#### Records for this task

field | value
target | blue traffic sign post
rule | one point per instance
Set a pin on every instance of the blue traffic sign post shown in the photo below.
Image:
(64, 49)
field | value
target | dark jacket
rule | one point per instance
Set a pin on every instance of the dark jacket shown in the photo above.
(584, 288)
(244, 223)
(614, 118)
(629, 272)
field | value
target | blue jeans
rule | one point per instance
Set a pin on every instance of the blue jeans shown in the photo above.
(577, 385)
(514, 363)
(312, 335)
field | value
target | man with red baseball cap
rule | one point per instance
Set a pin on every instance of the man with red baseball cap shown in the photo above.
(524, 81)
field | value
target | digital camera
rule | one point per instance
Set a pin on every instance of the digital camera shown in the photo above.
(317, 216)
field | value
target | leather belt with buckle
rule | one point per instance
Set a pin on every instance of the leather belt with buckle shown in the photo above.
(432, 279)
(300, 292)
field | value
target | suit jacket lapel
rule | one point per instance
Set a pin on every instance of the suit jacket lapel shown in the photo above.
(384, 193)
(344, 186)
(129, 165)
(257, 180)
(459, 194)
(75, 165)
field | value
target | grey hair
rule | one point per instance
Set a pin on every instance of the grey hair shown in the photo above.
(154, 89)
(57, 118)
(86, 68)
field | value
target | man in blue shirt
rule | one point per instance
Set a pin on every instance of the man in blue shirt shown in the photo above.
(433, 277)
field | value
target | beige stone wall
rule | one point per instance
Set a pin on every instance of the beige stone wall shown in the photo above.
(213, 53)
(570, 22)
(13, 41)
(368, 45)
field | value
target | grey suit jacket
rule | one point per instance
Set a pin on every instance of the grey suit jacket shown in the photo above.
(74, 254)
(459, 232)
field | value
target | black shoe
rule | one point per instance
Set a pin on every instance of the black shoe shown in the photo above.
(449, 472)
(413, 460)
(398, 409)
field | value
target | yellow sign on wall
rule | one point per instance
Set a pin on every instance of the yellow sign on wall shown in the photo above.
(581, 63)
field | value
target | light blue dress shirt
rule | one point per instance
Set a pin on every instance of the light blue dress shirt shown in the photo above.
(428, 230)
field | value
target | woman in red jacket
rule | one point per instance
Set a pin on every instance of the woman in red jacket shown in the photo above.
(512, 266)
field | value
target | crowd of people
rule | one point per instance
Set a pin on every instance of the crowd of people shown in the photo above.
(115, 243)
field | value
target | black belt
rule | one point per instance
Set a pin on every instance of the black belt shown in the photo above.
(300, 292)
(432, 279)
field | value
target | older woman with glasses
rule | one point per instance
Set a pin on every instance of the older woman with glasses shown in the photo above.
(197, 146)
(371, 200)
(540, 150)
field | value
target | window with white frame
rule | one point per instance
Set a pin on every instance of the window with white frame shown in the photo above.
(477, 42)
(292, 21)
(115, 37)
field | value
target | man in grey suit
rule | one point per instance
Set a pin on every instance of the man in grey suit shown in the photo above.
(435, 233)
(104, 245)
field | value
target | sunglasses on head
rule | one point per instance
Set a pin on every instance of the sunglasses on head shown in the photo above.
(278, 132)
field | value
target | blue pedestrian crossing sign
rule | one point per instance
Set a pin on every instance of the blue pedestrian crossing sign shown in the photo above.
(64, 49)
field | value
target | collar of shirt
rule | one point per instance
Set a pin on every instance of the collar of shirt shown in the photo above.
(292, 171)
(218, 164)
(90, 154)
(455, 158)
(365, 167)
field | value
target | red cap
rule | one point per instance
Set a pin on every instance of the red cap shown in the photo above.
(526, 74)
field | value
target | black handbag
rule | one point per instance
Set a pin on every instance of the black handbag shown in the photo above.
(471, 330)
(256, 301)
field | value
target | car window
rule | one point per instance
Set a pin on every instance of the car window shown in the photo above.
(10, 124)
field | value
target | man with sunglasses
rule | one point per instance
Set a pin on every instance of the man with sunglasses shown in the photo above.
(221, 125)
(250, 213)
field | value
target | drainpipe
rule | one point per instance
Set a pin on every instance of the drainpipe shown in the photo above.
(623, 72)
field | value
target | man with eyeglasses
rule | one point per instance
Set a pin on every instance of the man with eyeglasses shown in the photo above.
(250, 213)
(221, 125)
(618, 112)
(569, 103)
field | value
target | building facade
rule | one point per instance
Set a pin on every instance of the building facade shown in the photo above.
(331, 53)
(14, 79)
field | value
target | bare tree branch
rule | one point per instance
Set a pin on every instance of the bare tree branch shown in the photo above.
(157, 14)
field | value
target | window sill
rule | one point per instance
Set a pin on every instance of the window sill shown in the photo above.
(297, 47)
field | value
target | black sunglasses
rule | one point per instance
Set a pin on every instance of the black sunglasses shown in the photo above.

########

# [About this exercise]
Would you please copy every line in the data that contains the word "traffic"?

# [Expected answer]
target | blue traffic sign post
Set a pin on every instance of the blue traffic sign post shown in the photo below.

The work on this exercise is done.